Estratto del testo:
E’
tornato, finalmente, anche il secondo Marò e tutti siamo contenti. Se non
altro, perché almeno non sentiremo più recitare rosari quotidiani, non
ascolteremo altri deliri irrefrenabili di nazionalismo ambiguo o invocazioni di
spirituale patriottismo alla carbonara.
Quello
dei Marò era diventato un mantra fastidioso, ben farcito di italica ipocrisia. Una litania quasi vespertina, una supplica da Madonna del
Divino Amore, che si propagava tutti i giorni, fino a rompere i “maroni”.
Accolto all’aeroporto da due
ministri, da un plotone di giornalisti, telecamere e microfoni, da autorità e
militari, nonché da cerimonieri e addetti e dal solito drappello di curiosi e
nostalgici nullafacenti, Salvatore Girone - in perfetta forma ed elegante
divisa marinara - ha vissuto un particolare momento di emozione e celebrità,
fra migliaia di flash e strette di mano. Prima o poi, avrà abbracciato con
calma anche la famiglia.

Dati dell'esercizio:
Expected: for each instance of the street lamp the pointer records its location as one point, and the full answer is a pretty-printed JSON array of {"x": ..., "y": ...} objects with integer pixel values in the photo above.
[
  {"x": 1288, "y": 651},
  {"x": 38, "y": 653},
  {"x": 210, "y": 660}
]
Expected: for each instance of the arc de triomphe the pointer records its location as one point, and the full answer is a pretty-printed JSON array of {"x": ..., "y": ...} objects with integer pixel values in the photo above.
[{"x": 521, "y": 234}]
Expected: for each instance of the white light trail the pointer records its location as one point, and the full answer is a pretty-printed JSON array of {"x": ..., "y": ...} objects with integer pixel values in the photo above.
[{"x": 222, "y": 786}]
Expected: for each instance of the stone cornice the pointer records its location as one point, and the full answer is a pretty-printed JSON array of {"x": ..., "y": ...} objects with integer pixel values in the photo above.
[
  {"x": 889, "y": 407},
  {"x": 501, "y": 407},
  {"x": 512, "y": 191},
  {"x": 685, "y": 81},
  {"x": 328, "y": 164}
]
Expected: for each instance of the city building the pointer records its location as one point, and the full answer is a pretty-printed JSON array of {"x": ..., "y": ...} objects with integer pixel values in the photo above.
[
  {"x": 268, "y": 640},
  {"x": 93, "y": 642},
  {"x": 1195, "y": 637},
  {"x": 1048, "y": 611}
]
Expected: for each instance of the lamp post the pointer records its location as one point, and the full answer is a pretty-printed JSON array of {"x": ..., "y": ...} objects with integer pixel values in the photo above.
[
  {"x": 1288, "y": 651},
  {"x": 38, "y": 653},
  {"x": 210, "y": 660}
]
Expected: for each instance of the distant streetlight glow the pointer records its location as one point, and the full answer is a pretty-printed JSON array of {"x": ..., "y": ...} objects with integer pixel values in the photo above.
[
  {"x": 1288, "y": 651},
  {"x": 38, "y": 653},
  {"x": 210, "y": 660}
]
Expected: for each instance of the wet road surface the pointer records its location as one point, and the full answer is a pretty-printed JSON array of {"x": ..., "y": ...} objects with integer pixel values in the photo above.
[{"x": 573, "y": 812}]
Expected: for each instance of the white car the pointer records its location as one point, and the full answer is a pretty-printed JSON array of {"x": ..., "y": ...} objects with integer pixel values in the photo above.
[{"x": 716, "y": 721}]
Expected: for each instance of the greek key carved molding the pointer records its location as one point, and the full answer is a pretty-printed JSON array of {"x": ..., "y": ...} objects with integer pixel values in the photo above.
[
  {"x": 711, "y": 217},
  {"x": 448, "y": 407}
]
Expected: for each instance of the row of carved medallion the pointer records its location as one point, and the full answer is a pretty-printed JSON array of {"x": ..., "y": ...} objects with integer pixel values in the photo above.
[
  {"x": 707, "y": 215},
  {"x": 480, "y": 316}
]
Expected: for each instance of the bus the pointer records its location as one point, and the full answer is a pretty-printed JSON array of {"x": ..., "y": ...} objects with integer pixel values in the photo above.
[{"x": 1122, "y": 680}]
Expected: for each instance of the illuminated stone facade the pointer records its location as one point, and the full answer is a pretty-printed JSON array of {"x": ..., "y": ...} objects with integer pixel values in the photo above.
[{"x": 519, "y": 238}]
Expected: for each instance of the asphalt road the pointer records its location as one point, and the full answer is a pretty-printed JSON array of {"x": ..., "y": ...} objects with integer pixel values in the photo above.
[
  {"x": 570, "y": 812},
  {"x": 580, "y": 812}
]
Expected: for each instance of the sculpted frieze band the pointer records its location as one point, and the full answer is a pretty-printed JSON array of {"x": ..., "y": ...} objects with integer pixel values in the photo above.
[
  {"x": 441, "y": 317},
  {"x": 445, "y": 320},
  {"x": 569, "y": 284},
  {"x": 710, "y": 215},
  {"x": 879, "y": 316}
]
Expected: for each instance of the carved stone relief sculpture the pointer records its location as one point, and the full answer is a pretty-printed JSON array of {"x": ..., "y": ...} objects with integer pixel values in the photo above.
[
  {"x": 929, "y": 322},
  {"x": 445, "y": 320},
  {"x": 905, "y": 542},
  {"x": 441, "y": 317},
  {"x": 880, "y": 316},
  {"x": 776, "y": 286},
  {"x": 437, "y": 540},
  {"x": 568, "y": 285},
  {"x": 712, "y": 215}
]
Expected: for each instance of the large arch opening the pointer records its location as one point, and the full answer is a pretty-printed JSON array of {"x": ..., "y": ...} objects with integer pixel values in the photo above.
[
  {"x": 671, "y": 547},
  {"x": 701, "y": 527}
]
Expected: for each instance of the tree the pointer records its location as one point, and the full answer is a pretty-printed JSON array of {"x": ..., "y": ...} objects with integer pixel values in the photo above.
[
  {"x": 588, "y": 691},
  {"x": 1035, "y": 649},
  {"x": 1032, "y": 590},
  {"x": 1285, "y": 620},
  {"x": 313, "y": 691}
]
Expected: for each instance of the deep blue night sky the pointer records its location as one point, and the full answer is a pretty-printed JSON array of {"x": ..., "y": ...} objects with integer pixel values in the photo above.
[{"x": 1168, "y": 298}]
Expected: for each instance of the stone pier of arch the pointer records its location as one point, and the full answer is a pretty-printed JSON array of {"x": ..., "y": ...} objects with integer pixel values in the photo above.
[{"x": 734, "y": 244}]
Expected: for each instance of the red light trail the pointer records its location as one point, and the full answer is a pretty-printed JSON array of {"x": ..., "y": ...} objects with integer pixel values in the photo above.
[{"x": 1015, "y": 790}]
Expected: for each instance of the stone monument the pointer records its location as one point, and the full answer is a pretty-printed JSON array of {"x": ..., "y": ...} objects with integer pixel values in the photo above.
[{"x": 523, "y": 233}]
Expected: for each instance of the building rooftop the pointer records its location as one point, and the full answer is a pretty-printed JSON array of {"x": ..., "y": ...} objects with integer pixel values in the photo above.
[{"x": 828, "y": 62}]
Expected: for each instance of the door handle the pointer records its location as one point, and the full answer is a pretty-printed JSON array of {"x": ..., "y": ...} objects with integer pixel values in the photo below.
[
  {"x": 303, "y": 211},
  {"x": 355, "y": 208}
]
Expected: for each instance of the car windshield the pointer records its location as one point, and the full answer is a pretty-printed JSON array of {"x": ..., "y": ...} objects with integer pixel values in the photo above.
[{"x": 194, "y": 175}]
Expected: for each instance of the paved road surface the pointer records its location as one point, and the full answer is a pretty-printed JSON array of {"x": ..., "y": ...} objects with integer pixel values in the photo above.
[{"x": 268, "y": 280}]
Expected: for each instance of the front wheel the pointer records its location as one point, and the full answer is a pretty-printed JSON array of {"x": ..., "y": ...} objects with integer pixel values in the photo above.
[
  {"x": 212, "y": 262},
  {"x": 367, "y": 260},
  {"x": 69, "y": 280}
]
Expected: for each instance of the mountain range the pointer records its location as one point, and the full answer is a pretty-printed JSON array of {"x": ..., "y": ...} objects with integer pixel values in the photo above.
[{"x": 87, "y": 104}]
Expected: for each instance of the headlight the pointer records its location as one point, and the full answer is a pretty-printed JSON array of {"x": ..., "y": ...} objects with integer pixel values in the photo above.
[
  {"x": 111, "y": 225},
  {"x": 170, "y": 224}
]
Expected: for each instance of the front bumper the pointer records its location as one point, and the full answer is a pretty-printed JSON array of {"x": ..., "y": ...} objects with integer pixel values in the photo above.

==

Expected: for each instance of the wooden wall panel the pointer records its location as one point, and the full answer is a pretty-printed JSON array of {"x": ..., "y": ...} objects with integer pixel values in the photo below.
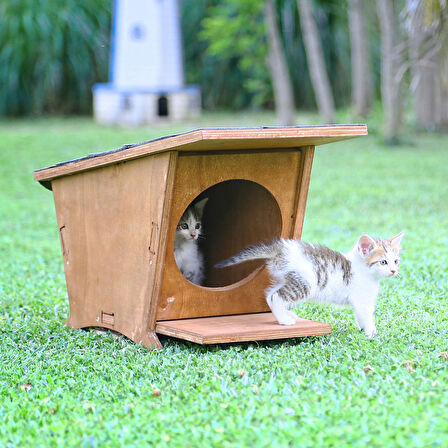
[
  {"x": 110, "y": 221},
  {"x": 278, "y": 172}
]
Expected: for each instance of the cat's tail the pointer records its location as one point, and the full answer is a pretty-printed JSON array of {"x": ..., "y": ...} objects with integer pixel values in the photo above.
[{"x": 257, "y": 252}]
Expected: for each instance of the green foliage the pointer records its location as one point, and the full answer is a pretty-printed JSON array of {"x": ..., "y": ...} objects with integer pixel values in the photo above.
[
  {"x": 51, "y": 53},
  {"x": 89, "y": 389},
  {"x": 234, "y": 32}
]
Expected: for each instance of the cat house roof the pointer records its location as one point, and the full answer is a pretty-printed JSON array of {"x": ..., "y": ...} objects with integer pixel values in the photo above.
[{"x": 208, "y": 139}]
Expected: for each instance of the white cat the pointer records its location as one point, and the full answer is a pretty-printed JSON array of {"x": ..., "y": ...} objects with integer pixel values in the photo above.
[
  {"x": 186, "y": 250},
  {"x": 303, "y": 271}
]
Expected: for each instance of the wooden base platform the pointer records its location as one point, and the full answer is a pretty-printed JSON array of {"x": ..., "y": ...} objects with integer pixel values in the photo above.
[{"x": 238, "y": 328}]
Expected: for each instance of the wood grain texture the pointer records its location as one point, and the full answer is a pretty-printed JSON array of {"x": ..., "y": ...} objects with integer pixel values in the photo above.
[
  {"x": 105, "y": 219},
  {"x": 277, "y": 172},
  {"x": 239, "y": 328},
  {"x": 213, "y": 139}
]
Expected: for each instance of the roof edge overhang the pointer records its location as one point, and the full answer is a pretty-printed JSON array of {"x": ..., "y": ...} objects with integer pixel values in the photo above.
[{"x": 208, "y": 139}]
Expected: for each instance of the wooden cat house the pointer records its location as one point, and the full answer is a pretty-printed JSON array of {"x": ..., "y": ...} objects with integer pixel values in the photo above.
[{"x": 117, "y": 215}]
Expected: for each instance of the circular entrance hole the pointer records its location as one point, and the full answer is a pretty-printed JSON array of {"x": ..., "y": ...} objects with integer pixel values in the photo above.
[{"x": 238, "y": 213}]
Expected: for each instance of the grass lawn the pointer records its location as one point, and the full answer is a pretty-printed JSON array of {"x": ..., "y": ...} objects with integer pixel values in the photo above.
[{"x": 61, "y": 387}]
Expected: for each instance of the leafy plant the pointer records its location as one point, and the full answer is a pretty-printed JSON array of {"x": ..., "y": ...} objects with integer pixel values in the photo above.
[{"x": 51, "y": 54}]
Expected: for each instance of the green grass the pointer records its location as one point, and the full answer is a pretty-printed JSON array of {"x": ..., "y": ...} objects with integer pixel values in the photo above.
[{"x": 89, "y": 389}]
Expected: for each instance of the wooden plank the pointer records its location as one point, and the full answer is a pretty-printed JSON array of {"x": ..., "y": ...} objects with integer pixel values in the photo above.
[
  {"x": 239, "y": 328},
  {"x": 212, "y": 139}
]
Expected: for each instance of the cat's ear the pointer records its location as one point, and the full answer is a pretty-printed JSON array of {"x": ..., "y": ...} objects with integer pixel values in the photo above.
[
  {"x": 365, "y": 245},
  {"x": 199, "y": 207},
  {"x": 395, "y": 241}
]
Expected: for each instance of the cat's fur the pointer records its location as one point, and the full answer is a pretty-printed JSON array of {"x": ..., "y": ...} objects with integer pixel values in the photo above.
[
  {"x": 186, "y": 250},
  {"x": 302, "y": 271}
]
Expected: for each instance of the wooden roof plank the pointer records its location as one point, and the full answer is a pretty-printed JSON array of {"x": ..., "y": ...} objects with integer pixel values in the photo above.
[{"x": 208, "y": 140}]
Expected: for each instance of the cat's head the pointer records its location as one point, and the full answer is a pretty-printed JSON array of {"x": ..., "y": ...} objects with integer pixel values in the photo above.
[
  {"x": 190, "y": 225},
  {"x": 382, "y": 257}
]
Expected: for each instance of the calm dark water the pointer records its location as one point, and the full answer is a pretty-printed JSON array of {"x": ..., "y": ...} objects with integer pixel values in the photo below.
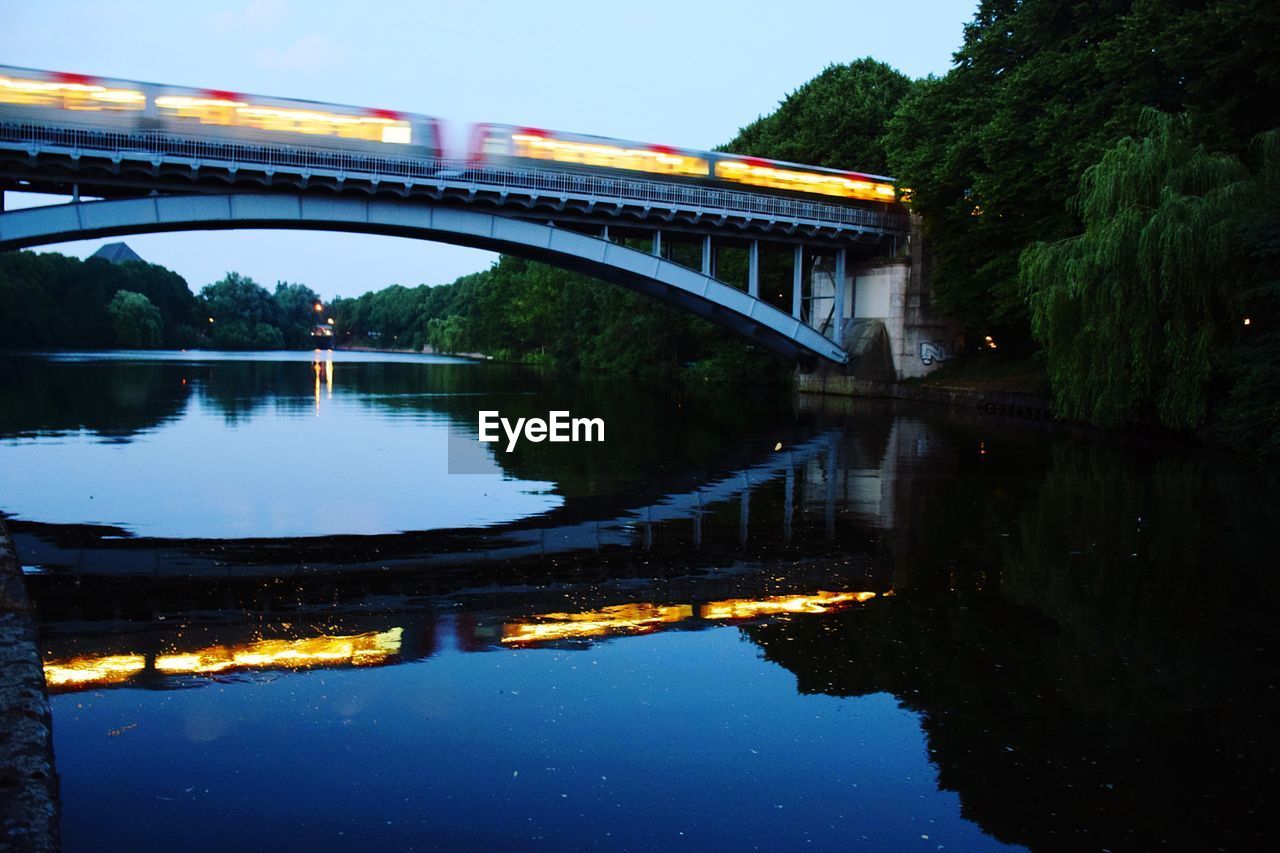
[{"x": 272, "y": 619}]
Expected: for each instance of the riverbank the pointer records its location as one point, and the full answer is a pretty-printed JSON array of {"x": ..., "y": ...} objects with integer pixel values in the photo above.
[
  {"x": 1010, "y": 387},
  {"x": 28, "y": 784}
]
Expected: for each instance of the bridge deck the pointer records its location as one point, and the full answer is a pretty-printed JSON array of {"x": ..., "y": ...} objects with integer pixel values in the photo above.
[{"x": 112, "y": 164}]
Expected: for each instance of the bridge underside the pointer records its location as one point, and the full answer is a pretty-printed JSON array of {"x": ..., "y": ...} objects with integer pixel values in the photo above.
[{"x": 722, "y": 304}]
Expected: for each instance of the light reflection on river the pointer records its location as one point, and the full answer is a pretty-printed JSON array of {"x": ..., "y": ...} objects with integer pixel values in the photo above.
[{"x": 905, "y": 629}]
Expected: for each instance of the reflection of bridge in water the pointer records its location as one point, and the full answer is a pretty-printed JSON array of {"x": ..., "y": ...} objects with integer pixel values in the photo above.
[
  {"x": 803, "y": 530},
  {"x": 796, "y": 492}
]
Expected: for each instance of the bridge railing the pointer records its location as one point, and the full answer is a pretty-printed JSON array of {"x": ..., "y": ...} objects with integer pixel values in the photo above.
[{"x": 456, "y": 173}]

Cosa fare:
A. Ricopia il testo sul ritorno del Marò da "Accolto all’aeroporto da" a "anche la famiglia.", sostituendo "Salvatore Girone" con "il fuciliere di Marina".
B. Elenca tutte le righe dei record in cui compare la parola "water".

Elenco risposte:
A.
Accolto all’aeroporto da due
ministri, da un plotone di giornalisti, telecamere e microfoni, da autorità e
militari, nonché da cerimonieri e addetti e dal solito drappello di curiosi e
nostalgici nullafacenti, il fuciliere di Marina - in perfetta forma ed elegante
divisa marinara - ha vissuto un particolare momento di emozione e celebrità,
fra migliaia di flash e strette di mano. Prima o poi, avrà abbracciato con
calma anche la famiglia.

B.
Expected: for each instance of the calm dark water the pointer records its location as one point, and the full answer is a pretty-printed JSON array of {"x": ..., "y": ...} objects with integer pixel values in the photo below.
Expected: for each instance of the reflection of bridge in water the pointer records its location as one point, and the full answer is a pretty-printed JSON array of {"x": ..., "y": ...} objects with integer pixel values in the photo above.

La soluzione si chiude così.